--- Begin PAGE TEXT ---
The first matter the Court must decide is what type of verdict the jury returned. This dis tinction matters because it affects the applicable law and whether waiver applies. Indeed, in a case where a party “argue[d] the jury had to rely on differing claim constructions for infringement and invalidity to reach its invalidity and noninfringement decisions,” the Federal Circuit, applying Fifth Circuit law, decided it was necessary to categorize the verdict as general or special to answer the waiver question. See Function Media, L.L.C. v. Google, Inc., 708 F.3d 1310, 1327-30 (Fed. Cir. 2013).

Two points about this case. First, it is not actually clear whether a Fed.R.Civ.P. 49 motion is the proper procedural vehicle to raise an inconsistent claim construction argument, especially when Fed.R.Civ.P. 50(b) and 59 exist. Certainly, it is not the ideal vehicle, especially considering that Rule 49 arguments should be made after the jury's verdict but while the jury is still empaneled, thereby delaying their dismissal. But this argument does not appear to have been raised in Function Media. And since the Federal Circuit proceeded in the manner it did, this Court will do so as well. Second, Motion Offense argues that Function Media cannot trump Fifth Circuit precedent, especially including the subsequent guidance in Team Contractors, L.L.C. v. Waypoint Nola, L.L.C., 976 F.3d 509 (5th Cir. 2020). ECF No. 421 at 3. Be that as it may, the Court cannot ignore Function Media either, especially when the appellant made the exact same type of argument Motion Offense is making. This Court will leave to the Federal Circuit the prerogative of reconsidering Function Media's continuing viability in light of Team Contractors.
--- End PAGE TEXT ---
--- Begin DATA ENTRIES ---
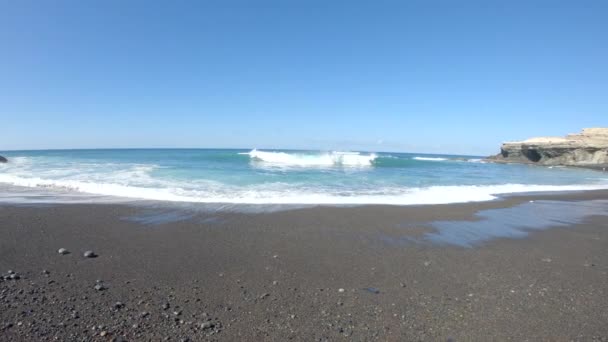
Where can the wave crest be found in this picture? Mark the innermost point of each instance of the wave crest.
--- End DATA ENTRIES ---
--- Begin DATA ENTRIES ---
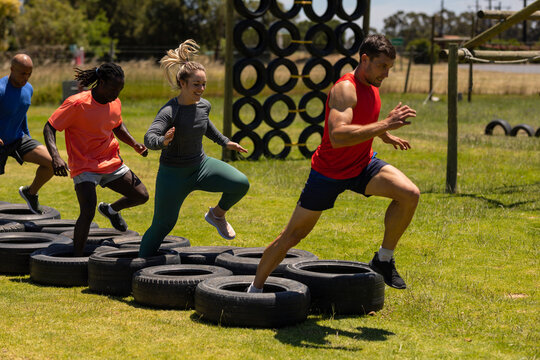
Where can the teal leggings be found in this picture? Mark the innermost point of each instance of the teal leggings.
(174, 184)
--- End DATA ENTRIES ---
PROBLEM TO SOLVE: Reproduce the court opinion excerpt word for word from "The first matter" to "(Fed. Cir. 2013).". Work only from the court opinion excerpt.

THE COMPLETED TASK:
The first matter the Court must decide is what type of verdict the jury returned. This dis tinction matters because it affects the applicable law and whether waiver applies. Indeed, in a case where a party “argue[d] the jury had to rely on differing claim constructions for infringement and invalidity to reach its invalidity and noninfringement decisions,” the Federal Circuit, applying Fifth Circuit law, decided it was necessary to categorize the verdict as general or special to answer the waiver question. See Function Media, L.L.C. v. Google, Inc., 708 F.3d 1310, 1327-30 (Fed. Cir. 2013).